▶ Assignment: Count every line below that holds the word "wooden", and give the number with no other words.

▶ Provided records:
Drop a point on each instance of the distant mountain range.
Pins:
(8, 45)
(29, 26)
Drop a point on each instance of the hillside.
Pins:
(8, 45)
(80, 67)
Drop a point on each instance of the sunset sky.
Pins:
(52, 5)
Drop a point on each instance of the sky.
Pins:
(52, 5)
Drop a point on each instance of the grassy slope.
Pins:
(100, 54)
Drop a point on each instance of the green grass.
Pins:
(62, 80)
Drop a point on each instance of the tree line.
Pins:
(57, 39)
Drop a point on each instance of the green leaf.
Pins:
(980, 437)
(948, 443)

---

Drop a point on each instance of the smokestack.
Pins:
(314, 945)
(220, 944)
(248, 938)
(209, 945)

* * *

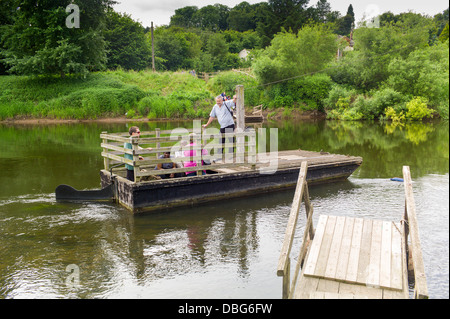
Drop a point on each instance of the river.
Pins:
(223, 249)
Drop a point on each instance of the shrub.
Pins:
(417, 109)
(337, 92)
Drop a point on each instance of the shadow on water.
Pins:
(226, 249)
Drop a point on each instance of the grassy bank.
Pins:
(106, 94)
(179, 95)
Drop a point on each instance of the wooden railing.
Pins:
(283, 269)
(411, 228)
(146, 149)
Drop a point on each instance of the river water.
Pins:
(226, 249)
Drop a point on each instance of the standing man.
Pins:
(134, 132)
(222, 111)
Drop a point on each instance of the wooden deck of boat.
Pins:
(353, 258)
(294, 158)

▶ Response box: 2